— Task input —
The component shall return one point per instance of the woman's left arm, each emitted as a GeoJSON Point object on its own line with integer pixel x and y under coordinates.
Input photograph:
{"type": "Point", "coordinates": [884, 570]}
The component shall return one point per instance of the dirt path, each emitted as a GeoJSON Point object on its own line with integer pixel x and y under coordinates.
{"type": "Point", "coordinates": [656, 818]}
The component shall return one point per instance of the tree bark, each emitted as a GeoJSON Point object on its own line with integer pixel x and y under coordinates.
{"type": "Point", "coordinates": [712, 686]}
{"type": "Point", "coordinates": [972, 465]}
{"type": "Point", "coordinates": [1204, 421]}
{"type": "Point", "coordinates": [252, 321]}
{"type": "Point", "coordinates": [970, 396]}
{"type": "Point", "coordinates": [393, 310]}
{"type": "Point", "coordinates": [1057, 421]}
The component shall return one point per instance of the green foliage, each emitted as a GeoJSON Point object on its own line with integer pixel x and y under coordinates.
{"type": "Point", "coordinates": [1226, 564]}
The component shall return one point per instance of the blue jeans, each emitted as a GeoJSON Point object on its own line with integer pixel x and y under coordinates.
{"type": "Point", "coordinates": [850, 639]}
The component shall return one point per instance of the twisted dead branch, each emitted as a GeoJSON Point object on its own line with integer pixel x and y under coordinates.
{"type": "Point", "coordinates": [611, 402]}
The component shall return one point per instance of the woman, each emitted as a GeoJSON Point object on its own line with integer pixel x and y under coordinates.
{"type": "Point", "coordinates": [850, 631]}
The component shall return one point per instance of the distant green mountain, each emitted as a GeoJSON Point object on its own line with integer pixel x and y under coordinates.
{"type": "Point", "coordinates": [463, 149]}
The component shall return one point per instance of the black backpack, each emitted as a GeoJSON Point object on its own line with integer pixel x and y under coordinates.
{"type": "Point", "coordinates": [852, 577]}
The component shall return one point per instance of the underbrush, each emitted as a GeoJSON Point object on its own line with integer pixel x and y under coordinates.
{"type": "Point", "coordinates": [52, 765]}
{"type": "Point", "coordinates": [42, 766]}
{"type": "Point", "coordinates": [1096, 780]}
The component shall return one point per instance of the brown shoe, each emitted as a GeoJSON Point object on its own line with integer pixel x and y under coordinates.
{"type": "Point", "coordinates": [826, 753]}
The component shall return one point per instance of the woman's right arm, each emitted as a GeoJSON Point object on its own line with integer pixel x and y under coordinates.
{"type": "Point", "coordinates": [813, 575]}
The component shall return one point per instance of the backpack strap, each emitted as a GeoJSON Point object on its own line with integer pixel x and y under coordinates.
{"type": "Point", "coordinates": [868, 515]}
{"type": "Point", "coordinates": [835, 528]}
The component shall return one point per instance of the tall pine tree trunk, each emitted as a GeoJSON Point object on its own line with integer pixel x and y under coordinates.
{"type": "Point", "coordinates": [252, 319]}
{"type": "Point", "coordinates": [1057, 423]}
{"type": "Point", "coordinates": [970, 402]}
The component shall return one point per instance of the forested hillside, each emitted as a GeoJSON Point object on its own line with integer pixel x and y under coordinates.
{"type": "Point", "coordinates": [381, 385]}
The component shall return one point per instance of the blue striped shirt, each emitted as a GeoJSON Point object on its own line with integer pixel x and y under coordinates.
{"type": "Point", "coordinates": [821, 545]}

— What the exercise asks —
Print the material once more, exactly.

— Answer for this exercise —
The component shall return one point per instance of the woman's left arm, each emitted as a GeoJSON Point object on its own line with integer pixel x and y under coordinates.
Input photograph:
{"type": "Point", "coordinates": [884, 570]}
The component shall return one point per instance of the dirt path, each emitted as a GeoJSON Point object on its own line with integer pixel x and y under coordinates.
{"type": "Point", "coordinates": [656, 818]}
The component shall return one point per instance of the tree bark, each emitted as a GeoJSON Point object on its own line with integer pixel x and y under coordinates.
{"type": "Point", "coordinates": [712, 686]}
{"type": "Point", "coordinates": [972, 465]}
{"type": "Point", "coordinates": [1204, 421]}
{"type": "Point", "coordinates": [252, 321]}
{"type": "Point", "coordinates": [970, 396]}
{"type": "Point", "coordinates": [393, 310]}
{"type": "Point", "coordinates": [1057, 421]}
The component shall return one point per instance of the green foliage, each emitted as a GeoJSON Point object on its own line with integer pixel x and y under coordinates.
{"type": "Point", "coordinates": [1226, 564]}
The component shall return one point per instance of the blue jeans, each emitted as a GeoJSON Point object on its own line with integer pixel x and y under coordinates.
{"type": "Point", "coordinates": [850, 639]}
The component shall return one point per instance of the twisted dead branch, each emitted as a GeoJSON Point object on its own line with integer pixel x and y under coordinates.
{"type": "Point", "coordinates": [611, 402]}
The component shall return one point per instance of the woman, each emitted as a GeoJSON Point object on its own line with integer pixel x and y under coordinates.
{"type": "Point", "coordinates": [850, 631]}
The component shall return one point per instance of the distant green mountain, each emitted as a GeoJSON Point object on its own line with integer pixel x and y under coordinates.
{"type": "Point", "coordinates": [463, 149]}
The component shall return one point per instance of the black backpack, each emitted as a GeoJSON Point object on its own line with integer pixel x and y under coordinates.
{"type": "Point", "coordinates": [852, 577]}
The component shall return one point per instance of the underbrush, each emitted as a GeoJSON Point object on its own line with integer pixel x and y under coordinates.
{"type": "Point", "coordinates": [52, 765]}
{"type": "Point", "coordinates": [42, 766]}
{"type": "Point", "coordinates": [1096, 780]}
The component shall return one point per instance of the brown shoe, each emitted as a GeoJSON Point object on its own line with integer pixel x and y under coordinates.
{"type": "Point", "coordinates": [826, 753]}
The component shall return one point per instance of the woman's right arm, each emitted as a GeoJSON Point object on its own line with integer pixel x and y under coordinates.
{"type": "Point", "coordinates": [813, 575]}
The component shall return one point per instance of the backpack strap, each emitted as a GeoJSON Point object on its own line with integer pixel x and y under coordinates.
{"type": "Point", "coordinates": [868, 515]}
{"type": "Point", "coordinates": [835, 528]}
The component shall return one point per instance of the tall pine tree trunk, each emitted as a GeoJSON Point object on its own line with integer pixel x and y under coordinates.
{"type": "Point", "coordinates": [252, 319]}
{"type": "Point", "coordinates": [1057, 423]}
{"type": "Point", "coordinates": [970, 402]}
The component shall return one point per instance of the forested hillside, each emitted as a GeoJSON Point object on its own line with integer pixel x and y under coordinates.
{"type": "Point", "coordinates": [381, 385]}
The component shall return one point per instance of the blue striped shirt, each emitted as a GeoJSON Point object on its own line with integer pixel x and y under coordinates.
{"type": "Point", "coordinates": [821, 545]}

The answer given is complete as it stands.